==== Texte à lire ====
Oui on verra, mais perso je pense que sauf si Apple a déjà en interne une version de MacOS X qui atténue/supprime ce bruit (auquel cas les MBP 15" qui sortent également à la même période devraient aussi avoir cette version pré-installé je pense), y'aura aussi ce prob sur les MBP 17" en attendant une mise à jour de MacOS X le résolvant.


----------



## Tox (1 Mai 2006)

zerozerosix a dit:
			
		

> On verra bien si Apple a reussi a régler son problème de filtrage d'alimentation sur le 17 pouces (et avec quelques semaines de plus pour y réfléchir), ou si la malédiction du Core Duo frappe aussi le grand frère du MBP 15 pouces.


 Je pense comme Frodon que les problèmes d'alimentation sont fréquents. J'aurais tendance à être pessimiste pour la suite. Les PB G4 ont été touchés, il me semble que les PM G5 ont connu aussi des aléas. Le Dual Core n'échappe pas à cette règle.

Compare simplement la partie gérant l'alimentation des différents composants des CM modernes pour PC avec leurs homologues plus anciennes. Avec le temps, ce sont devenues des vraies usines à gaz... Après la chaleur, l'alimentation et la gestion de l'énergie sur une carte-mère semble devenir un nouveau challenge.
==== Données affichées ====
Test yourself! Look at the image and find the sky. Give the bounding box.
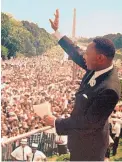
====
Consigne écrite.
Donnez la suite de la discussion sur les problèmes d'alimentation des MacBook Pro, en reprenant juste après sa dernière phrase. Ce matériel n'a aucun lien avec le texte.

Résultat attendu.
----------



## Frodon (1 Mai 2006)

Tox a dit:
			
		

> Je pense comme Frodon que les problèmes d'alimentation sont fréquents. J'aurais tendance à être pessimiste pour la suite. Les PB G4 ont été touchés, il me semble que les PM G5 ont connu aussi des aléas. Le Dual Core n'échappe pas à cette règle.
> 
> Compare simplement la partie gérant l'alimentation des différents composants des CM modernes pour PC avec leurs homologues plus anciennes. Avec le temps, ce sont devenues des vraies usines à gaz... Après la chaleur, l'alimentation et la gestion de l'énergie sur une carte-mère semble devenir un nouveau challenge.



A ce sujet, un petit utilitaire pour faire de la musique avec son alimentation (je confirme que ca marche sur PowerBook G4): http://www.bresink.de/Downloads/SystemLoad.dmg.gz






Evidement pour jouer la musique avec l'alimentation, faut cliquer sur le bouton "Try".


----------



## levinch (1 Mai 2006)

Il y a entre ZerozeroSix et Mr Frodon une vrai divergence "d'appréciation".
Moi qui veut être "Mac user" mais ne l'est pas encore, je partage l'opinion de Zero.
En effet, tous les ordinateurs ne valent pas le prix d'un MacBookPro.
Et quand on est client, on en a rien à foutre de savoir le pourquoi : ce qu'on veut c'est de la qualité, à ce prix là ...
Apple ne devrait pas avoir le choix de ne pas réagir : elle a de vrais clients, des professionnels souvent dans cette gamme de prix, ou des passionnés.
Et un passionné, ben tu lui fais une crasse comme ça une fois, pas deux.
Et là ce n'est pas de la statistique, c'est du facteur humain : quand on se fait avoir une fois, ça se reproduit assez rarement.
Apple se doit de réagir.

Mon exemple :quand je vous lis, je sais comment procéder.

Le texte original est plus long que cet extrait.